[Records excerpted from a collection]

════════════════════

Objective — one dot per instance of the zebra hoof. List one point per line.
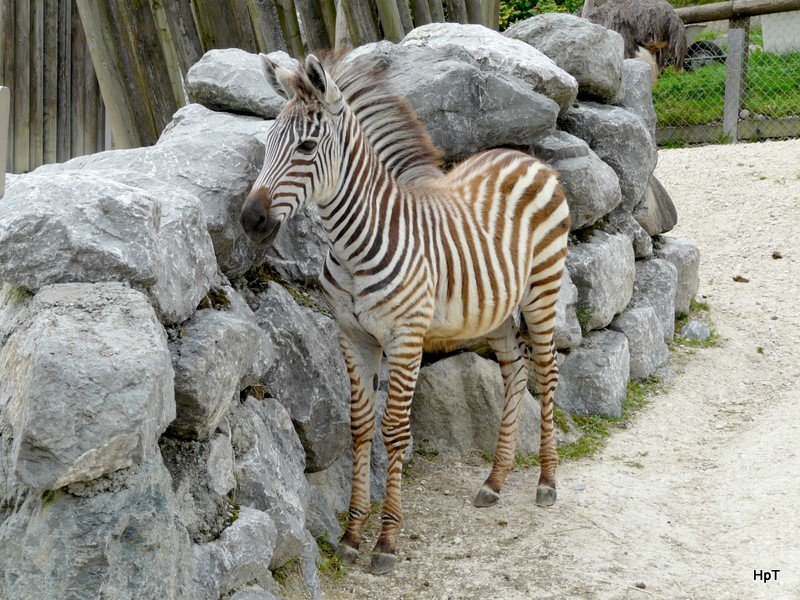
(347, 554)
(545, 495)
(486, 496)
(382, 563)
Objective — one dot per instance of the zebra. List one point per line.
(418, 260)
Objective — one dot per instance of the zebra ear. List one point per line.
(277, 77)
(324, 86)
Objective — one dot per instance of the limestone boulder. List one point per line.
(592, 54)
(621, 140)
(603, 270)
(594, 377)
(219, 351)
(94, 359)
(308, 377)
(685, 256)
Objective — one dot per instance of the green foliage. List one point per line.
(512, 11)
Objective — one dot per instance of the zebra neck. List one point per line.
(358, 216)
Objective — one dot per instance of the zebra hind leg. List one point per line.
(362, 358)
(540, 317)
(509, 348)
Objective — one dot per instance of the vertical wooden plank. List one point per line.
(456, 11)
(184, 32)
(313, 24)
(89, 106)
(7, 79)
(736, 75)
(291, 27)
(77, 93)
(437, 11)
(64, 100)
(267, 27)
(390, 20)
(5, 109)
(21, 88)
(362, 25)
(37, 84)
(50, 80)
(421, 12)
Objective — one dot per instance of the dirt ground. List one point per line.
(703, 488)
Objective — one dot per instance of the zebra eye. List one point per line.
(307, 147)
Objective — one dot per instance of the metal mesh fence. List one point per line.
(760, 69)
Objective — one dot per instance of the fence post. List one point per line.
(5, 109)
(736, 76)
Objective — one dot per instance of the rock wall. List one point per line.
(172, 397)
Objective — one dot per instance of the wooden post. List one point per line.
(736, 76)
(456, 11)
(421, 12)
(390, 20)
(314, 24)
(437, 11)
(291, 28)
(5, 109)
(363, 29)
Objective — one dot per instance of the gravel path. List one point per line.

════════════════════

• [Exercise prompt]
The records above should be reproduced exactly, with the pictures omitted.

• [Reply to the task]
Objective — one dot per instance of the zebra hoof. List one point per line.
(347, 554)
(545, 495)
(486, 496)
(382, 563)
Objective — one dot per instance of the zebra. List one point per line.
(418, 260)
Objective — one dot per instance of the zebra ear. List one point per line.
(277, 77)
(324, 86)
Objective — one dot per instance of the limestone boulder. List one point per line.
(592, 54)
(621, 140)
(603, 270)
(594, 377)
(219, 351)
(94, 359)
(308, 377)
(685, 256)
Objective — one dot per instance of the green foliage. List one point per line.
(512, 11)
Objective — one dot per instance of the zebra neck. List one point per line.
(358, 216)
Objective — one dot per instance of the zebra hind leg. List one point per line.
(362, 358)
(540, 317)
(509, 348)
Objective — one dot per instance of the vertical wooden plank. List one point per line.
(456, 11)
(184, 32)
(313, 24)
(89, 106)
(7, 79)
(736, 75)
(291, 27)
(77, 93)
(437, 11)
(64, 100)
(267, 27)
(390, 20)
(5, 109)
(21, 88)
(362, 25)
(37, 84)
(50, 80)
(421, 12)
Objective — one dot per instance of the dirt ground. List one point per line.
(703, 488)
Objective — one dot per instance of the zebra eye. List one point per line.
(307, 147)
Objective — one dot per instance of the metal mesh fence. List one point per line.
(760, 69)
Objective — one dot per instance of the fence post. List one point per line.
(5, 109)
(736, 76)
Objective — one dot per instance of the rock wall. List one point per line.
(172, 397)
Objective — one dot per instance of the wooden post. List one point per line.
(736, 76)
(456, 11)
(421, 12)
(390, 20)
(314, 24)
(437, 11)
(291, 28)
(5, 109)
(363, 29)
Objective — one dot per instance of the gravel path. List one point per line.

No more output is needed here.